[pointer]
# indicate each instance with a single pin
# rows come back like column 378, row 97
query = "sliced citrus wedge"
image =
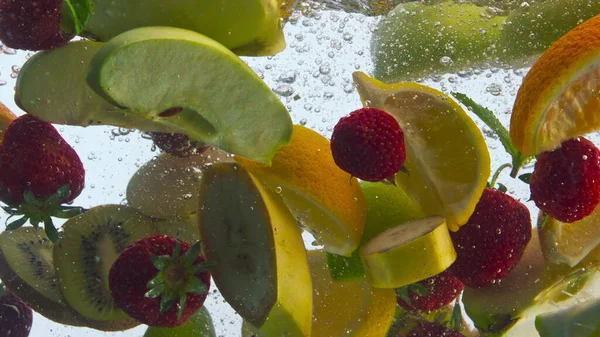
column 447, row 160
column 560, row 97
column 349, row 308
column 325, row 200
column 570, row 243
column 408, row 253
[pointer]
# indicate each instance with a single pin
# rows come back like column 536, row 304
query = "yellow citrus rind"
column 559, row 98
column 447, row 159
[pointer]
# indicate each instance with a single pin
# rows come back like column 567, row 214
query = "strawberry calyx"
column 41, row 211
column 177, row 276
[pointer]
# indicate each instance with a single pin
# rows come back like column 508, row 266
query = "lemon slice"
column 560, row 98
column 570, row 243
column 408, row 253
column 324, row 199
column 447, row 160
column 350, row 308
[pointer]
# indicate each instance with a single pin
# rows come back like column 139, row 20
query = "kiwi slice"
column 91, row 242
column 27, row 268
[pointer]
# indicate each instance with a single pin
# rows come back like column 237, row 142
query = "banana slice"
column 408, row 253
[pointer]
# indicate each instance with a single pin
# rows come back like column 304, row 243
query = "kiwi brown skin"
column 60, row 313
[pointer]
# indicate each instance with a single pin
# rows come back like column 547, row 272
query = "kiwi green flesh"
column 52, row 87
column 31, row 253
column 90, row 244
column 213, row 108
column 237, row 236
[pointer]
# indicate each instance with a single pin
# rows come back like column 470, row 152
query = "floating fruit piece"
column 492, row 242
column 348, row 308
column 27, row 268
column 569, row 243
column 90, row 244
column 368, row 144
column 251, row 28
column 530, row 30
column 581, row 320
column 6, row 117
column 200, row 325
column 166, row 187
column 559, row 99
column 533, row 287
column 204, row 102
column 408, row 253
column 565, row 182
column 447, row 160
column 387, row 207
column 45, row 90
column 261, row 268
column 417, row 39
column 324, row 199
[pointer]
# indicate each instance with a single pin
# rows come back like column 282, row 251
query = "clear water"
column 313, row 78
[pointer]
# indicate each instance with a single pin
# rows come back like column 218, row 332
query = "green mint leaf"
column 81, row 12
column 489, row 118
column 196, row 286
column 456, row 320
column 526, row 178
column 177, row 249
column 419, row 289
column 160, row 262
column 502, row 187
column 67, row 212
column 51, row 231
column 17, row 223
column 182, row 301
column 167, row 300
column 191, row 255
column 156, row 291
column 201, row 267
column 155, row 282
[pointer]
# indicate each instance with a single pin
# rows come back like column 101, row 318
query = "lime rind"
column 429, row 180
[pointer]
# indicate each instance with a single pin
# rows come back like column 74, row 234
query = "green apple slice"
column 193, row 85
column 52, row 87
column 249, row 27
column 261, row 263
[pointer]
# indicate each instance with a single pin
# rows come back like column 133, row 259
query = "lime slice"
column 559, row 98
column 570, row 243
column 387, row 207
column 324, row 199
column 350, row 308
column 408, row 253
column 447, row 160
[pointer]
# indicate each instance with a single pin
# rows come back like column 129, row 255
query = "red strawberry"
column 429, row 329
column 177, row 144
column 15, row 316
column 368, row 144
column 430, row 294
column 492, row 242
column 160, row 281
column 39, row 171
column 32, row 25
column 565, row 183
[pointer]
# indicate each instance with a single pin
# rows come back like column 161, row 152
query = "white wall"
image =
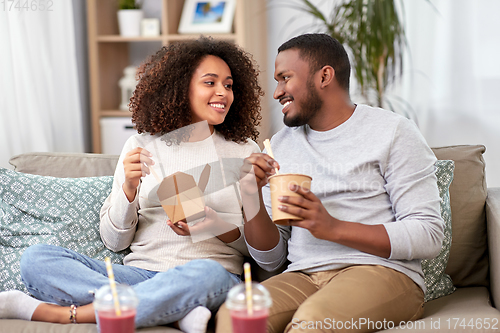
column 452, row 80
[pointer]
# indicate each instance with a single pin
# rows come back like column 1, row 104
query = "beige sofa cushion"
column 468, row 262
column 65, row 165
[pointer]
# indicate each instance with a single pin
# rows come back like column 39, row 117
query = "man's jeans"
column 61, row 276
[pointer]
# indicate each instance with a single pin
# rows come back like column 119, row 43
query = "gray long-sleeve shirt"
column 375, row 168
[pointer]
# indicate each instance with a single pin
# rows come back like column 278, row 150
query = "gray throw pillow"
column 439, row 283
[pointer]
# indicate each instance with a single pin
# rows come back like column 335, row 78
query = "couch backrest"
column 468, row 262
column 65, row 165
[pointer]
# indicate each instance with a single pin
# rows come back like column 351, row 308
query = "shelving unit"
column 109, row 52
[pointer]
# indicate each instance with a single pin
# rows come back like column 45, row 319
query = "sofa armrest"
column 65, row 164
column 493, row 227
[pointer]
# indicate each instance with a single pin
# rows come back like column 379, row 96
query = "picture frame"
column 207, row 16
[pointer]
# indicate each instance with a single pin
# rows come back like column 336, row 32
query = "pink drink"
column 109, row 322
column 244, row 323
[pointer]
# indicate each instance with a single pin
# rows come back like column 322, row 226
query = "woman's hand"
column 136, row 165
column 256, row 169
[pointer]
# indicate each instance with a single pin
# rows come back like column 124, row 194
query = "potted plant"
column 374, row 35
column 129, row 18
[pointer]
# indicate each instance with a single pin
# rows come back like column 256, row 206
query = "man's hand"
column 256, row 169
column 371, row 239
column 136, row 165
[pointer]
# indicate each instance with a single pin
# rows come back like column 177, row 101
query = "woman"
column 196, row 103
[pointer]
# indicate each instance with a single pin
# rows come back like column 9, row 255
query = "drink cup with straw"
column 115, row 305
column 249, row 304
column 112, row 284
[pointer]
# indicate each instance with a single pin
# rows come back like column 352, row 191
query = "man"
column 372, row 212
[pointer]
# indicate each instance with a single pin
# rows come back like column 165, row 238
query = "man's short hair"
column 321, row 50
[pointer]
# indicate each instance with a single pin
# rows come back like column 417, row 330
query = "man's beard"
column 307, row 109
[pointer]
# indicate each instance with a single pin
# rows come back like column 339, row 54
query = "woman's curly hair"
column 160, row 103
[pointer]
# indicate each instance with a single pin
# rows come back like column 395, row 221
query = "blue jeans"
column 61, row 276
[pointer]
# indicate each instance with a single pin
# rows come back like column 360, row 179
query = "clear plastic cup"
column 108, row 321
column 243, row 320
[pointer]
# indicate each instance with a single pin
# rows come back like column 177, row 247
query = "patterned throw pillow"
column 439, row 283
column 59, row 211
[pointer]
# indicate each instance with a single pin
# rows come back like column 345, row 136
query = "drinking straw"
column 267, row 145
column 248, row 285
column 112, row 284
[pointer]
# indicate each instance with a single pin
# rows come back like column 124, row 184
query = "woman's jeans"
column 57, row 275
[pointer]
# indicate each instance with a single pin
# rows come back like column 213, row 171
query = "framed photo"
column 205, row 16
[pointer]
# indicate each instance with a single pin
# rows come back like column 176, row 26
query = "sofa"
column 468, row 287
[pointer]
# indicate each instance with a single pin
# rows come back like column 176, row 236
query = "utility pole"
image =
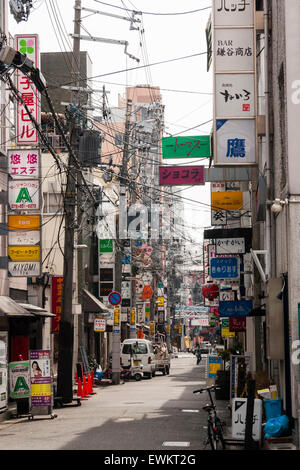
column 66, row 332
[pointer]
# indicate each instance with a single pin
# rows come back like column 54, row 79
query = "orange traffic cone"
column 85, row 389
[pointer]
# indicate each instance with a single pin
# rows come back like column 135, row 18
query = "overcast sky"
column 163, row 37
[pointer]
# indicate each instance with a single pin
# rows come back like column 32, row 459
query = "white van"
column 143, row 354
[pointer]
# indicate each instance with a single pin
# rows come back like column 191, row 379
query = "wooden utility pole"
column 66, row 332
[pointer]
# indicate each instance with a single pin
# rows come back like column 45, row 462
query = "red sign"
column 181, row 175
column 56, row 296
column 237, row 324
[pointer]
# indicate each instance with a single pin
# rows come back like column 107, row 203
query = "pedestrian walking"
column 198, row 355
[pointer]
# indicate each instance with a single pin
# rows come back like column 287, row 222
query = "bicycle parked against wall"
column 215, row 436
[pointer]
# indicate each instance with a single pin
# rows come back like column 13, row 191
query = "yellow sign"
column 117, row 316
column 132, row 316
column 228, row 201
column 227, row 334
column 26, row 222
column 24, row 253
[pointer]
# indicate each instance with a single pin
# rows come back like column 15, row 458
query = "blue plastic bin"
column 273, row 408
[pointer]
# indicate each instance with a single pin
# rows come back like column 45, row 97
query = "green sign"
column 186, row 147
column 19, row 379
column 106, row 246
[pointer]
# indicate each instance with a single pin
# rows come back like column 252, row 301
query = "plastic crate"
column 273, row 408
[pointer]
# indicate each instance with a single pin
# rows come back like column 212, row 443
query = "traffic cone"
column 85, row 389
column 90, row 387
column 79, row 389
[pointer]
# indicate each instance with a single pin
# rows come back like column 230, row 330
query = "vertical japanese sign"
column 56, row 292
column 234, row 83
column 26, row 132
column 40, row 378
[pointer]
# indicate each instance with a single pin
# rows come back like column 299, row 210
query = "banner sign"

*****

▶ **Your instructions**:
List each line of the records that contains the word "sofa".

▶ **Problem solution**:
query = "beige sofa cushion"
query = "sofa armrest"
query = "sofa"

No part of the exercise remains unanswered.